BEGIN Data shown

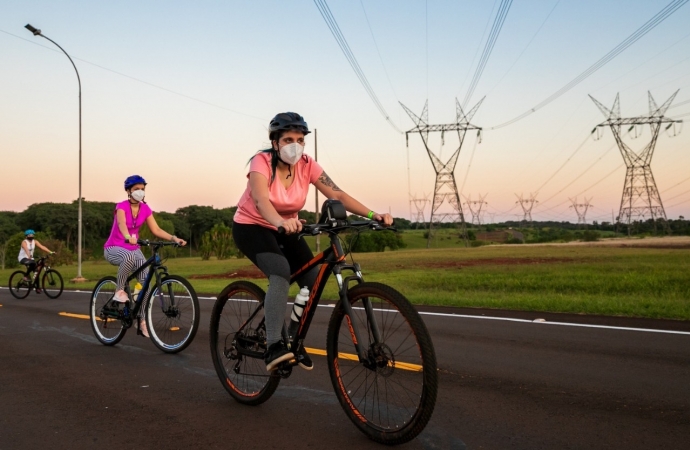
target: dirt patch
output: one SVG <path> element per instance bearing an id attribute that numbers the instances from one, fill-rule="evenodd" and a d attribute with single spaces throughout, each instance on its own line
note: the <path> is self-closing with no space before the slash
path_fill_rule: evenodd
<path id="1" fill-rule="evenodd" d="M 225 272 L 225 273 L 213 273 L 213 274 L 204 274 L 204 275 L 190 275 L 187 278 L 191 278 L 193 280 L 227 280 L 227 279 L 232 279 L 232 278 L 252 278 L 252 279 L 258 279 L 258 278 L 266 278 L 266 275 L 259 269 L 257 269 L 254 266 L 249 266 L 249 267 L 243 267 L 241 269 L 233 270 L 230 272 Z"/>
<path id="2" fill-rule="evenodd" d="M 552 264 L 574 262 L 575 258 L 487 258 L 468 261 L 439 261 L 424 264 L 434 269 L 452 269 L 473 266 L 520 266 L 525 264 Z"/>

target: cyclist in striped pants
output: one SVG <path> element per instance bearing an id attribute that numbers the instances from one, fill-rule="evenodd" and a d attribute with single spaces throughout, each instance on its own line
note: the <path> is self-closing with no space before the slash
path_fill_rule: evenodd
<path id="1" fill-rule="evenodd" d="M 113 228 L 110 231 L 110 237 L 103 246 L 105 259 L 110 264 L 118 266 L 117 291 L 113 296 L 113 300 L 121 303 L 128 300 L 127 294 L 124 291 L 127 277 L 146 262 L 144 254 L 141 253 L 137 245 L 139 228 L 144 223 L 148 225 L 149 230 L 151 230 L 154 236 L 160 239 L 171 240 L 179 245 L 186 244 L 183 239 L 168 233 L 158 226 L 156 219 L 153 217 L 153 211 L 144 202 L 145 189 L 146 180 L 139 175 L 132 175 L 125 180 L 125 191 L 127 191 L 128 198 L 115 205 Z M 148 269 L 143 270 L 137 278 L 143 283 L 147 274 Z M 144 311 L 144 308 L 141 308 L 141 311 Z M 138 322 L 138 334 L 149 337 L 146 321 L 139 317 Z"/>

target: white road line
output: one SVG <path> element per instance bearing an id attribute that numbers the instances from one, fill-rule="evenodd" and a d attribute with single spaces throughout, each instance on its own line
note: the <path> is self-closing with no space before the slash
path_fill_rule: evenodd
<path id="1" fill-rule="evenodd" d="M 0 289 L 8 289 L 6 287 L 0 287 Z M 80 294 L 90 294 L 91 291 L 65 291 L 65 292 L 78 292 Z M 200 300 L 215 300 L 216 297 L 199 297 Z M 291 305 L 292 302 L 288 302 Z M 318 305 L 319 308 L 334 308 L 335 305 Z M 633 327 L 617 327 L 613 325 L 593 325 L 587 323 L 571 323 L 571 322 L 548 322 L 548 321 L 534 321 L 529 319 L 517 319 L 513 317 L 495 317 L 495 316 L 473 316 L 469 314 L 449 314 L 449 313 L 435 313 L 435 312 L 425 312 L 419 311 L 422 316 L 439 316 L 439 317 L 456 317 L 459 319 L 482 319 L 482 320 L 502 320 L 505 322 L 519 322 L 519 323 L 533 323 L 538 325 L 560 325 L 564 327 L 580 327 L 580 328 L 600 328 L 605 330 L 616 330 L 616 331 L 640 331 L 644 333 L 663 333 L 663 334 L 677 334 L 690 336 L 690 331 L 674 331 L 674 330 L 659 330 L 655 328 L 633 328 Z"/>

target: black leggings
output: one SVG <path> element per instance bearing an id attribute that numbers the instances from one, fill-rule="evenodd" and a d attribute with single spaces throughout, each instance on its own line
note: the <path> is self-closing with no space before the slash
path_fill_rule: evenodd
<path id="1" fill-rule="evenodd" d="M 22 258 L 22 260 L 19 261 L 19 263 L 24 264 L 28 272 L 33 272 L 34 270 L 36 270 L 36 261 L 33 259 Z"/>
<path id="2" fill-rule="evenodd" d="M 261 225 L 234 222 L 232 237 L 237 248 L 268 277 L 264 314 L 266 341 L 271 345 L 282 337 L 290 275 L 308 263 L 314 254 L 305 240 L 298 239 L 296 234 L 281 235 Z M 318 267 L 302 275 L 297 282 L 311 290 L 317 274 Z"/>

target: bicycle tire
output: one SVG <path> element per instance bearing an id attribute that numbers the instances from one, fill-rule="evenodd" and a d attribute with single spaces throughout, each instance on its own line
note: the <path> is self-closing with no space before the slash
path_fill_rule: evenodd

END Data shown
BEGIN Data shown

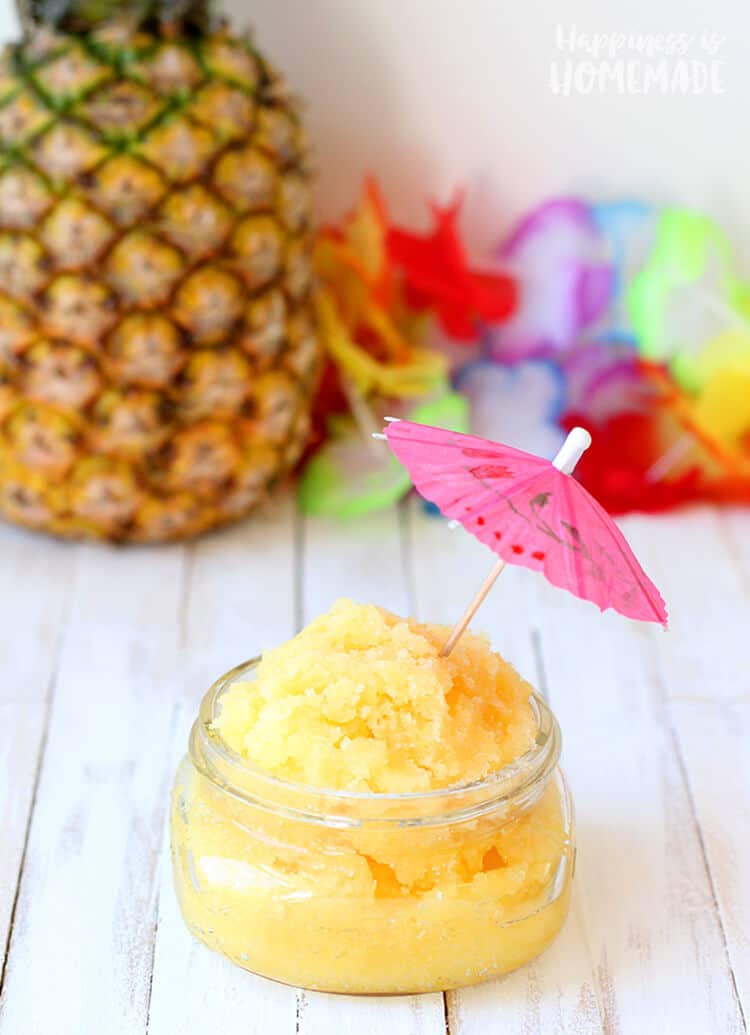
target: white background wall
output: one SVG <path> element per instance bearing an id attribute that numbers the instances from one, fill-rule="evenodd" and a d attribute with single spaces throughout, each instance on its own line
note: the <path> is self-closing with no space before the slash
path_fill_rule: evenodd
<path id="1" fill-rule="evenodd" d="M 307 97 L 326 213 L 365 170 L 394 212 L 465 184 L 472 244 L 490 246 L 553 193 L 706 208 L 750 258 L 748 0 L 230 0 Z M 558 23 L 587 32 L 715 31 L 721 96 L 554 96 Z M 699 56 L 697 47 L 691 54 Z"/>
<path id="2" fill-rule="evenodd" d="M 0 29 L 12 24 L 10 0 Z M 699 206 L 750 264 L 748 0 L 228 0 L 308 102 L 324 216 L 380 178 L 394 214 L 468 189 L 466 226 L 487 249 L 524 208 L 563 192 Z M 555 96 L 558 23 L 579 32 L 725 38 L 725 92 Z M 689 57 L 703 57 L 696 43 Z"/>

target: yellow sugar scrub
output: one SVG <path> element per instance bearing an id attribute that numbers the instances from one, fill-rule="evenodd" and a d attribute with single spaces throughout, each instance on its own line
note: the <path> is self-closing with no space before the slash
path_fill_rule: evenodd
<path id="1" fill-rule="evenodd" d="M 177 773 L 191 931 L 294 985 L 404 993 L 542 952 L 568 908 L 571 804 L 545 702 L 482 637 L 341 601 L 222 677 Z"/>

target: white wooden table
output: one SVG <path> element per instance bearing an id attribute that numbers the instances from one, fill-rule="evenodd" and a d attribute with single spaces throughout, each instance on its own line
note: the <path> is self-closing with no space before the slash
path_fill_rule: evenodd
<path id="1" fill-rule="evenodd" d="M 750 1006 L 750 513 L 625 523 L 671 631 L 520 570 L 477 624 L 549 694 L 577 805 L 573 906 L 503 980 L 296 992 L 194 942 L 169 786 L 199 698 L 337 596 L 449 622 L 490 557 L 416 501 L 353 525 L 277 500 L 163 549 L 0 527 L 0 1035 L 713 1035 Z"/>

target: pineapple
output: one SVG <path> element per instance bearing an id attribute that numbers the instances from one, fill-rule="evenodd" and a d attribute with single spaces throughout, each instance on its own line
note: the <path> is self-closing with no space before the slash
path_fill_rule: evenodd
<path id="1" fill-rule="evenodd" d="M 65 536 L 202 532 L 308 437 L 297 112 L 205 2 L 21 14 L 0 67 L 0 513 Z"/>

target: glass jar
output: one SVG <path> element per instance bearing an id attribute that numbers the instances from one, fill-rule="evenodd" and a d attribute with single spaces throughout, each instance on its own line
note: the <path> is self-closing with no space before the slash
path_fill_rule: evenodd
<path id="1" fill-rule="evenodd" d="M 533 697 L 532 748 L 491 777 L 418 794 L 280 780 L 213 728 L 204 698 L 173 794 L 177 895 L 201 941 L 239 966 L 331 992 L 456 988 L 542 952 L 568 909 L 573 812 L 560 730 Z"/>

END Data shown
BEGIN Data shown

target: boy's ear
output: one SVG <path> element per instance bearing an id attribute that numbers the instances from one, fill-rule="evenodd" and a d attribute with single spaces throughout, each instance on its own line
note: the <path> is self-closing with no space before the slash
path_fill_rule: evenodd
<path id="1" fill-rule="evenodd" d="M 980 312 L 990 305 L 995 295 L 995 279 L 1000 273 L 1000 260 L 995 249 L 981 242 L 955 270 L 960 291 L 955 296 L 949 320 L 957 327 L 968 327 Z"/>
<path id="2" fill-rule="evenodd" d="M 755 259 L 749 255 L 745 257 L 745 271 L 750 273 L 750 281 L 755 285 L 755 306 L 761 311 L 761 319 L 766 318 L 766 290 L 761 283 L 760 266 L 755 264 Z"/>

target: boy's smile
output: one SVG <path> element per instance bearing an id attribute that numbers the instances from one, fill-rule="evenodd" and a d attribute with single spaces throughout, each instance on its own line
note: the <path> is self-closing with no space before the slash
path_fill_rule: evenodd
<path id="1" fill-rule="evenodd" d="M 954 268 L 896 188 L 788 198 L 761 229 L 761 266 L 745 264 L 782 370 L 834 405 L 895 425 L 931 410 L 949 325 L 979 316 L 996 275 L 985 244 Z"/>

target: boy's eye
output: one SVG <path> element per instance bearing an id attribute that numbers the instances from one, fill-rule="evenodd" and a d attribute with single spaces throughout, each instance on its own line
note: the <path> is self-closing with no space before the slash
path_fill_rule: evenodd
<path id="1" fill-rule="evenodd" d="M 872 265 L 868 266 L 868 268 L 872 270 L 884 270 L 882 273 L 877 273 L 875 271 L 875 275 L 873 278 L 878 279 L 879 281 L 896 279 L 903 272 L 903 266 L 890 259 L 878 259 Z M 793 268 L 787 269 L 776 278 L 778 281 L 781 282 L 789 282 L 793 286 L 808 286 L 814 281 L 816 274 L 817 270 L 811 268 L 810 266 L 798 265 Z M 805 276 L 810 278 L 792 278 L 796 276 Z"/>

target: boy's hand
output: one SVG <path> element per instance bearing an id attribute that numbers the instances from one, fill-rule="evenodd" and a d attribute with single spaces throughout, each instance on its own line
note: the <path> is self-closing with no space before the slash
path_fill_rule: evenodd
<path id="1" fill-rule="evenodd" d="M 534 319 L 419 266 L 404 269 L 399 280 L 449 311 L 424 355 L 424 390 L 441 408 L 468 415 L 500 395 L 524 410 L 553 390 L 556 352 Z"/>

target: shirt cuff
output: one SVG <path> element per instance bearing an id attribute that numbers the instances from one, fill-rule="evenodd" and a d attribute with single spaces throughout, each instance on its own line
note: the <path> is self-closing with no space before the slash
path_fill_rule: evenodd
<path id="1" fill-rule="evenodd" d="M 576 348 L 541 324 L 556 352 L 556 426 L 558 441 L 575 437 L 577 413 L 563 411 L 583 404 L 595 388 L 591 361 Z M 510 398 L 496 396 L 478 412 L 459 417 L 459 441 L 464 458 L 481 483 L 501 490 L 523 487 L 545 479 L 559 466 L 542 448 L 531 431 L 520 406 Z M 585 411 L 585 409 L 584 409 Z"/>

END Data shown

> _Try it_: Which lines in the data above contain "white"? Show each one.

> _Output_:
target: white road line
target: white background wall
target: white wooden table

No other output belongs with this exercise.